Rewrite the listing from the line with "TARGET: silver suv" through the end of the listing, replacing "roof rail" with "roof rack" and leaving everything else unchanged.

## STORED DATA
'''
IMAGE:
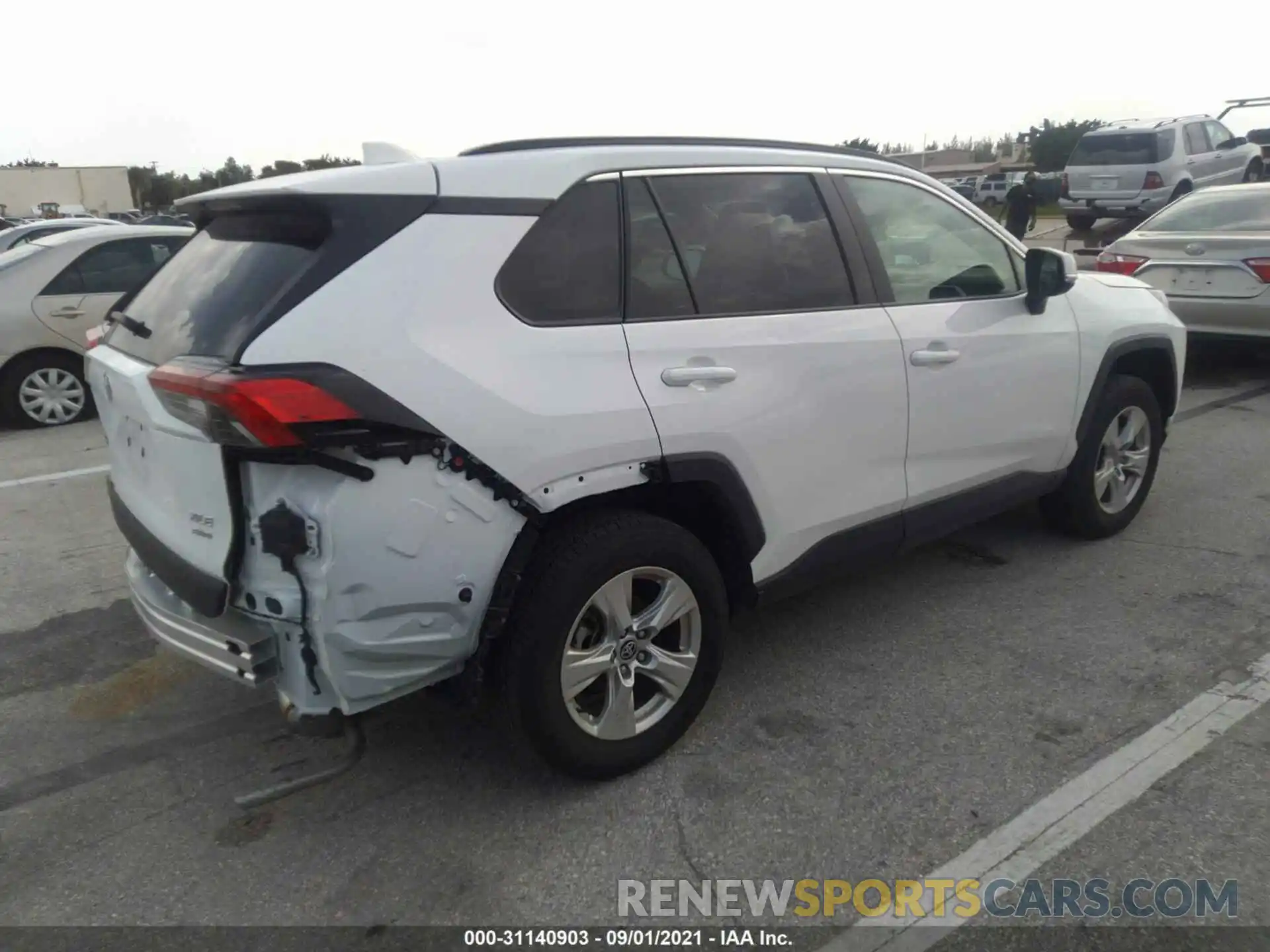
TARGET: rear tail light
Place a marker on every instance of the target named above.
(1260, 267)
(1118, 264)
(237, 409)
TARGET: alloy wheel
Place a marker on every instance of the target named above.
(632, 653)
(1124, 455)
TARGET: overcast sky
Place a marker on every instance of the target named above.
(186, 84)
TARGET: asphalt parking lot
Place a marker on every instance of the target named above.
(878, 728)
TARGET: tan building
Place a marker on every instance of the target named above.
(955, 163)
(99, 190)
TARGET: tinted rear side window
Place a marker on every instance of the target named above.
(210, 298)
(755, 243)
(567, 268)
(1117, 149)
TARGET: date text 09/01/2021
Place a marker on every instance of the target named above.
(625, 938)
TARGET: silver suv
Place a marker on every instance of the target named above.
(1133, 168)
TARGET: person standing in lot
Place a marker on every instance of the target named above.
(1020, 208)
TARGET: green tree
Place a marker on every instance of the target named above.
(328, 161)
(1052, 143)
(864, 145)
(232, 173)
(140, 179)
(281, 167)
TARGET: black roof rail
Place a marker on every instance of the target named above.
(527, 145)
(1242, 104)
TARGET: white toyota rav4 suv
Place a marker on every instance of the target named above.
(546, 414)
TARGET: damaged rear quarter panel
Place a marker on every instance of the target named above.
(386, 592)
'''
## COMPLETE ANSWER
TARGET: silver suv
Place a marker on every instance of the target named above.
(1133, 168)
TARGET: person standing in lot
Place a marker on every instance of the target named above.
(1020, 208)
TARGET: green tree
Place a marker on every instance of the target named above.
(328, 161)
(1052, 143)
(864, 145)
(232, 173)
(140, 179)
(281, 167)
TARGET: black roof rack
Place a marker on every instance of the target named above.
(527, 145)
(1242, 104)
TARGET: white toyota rav4 suv
Place a marker on every instance of the target named above.
(546, 414)
TARGET: damaged rear quarter panel
Place a marker on every instance of the target named above.
(386, 592)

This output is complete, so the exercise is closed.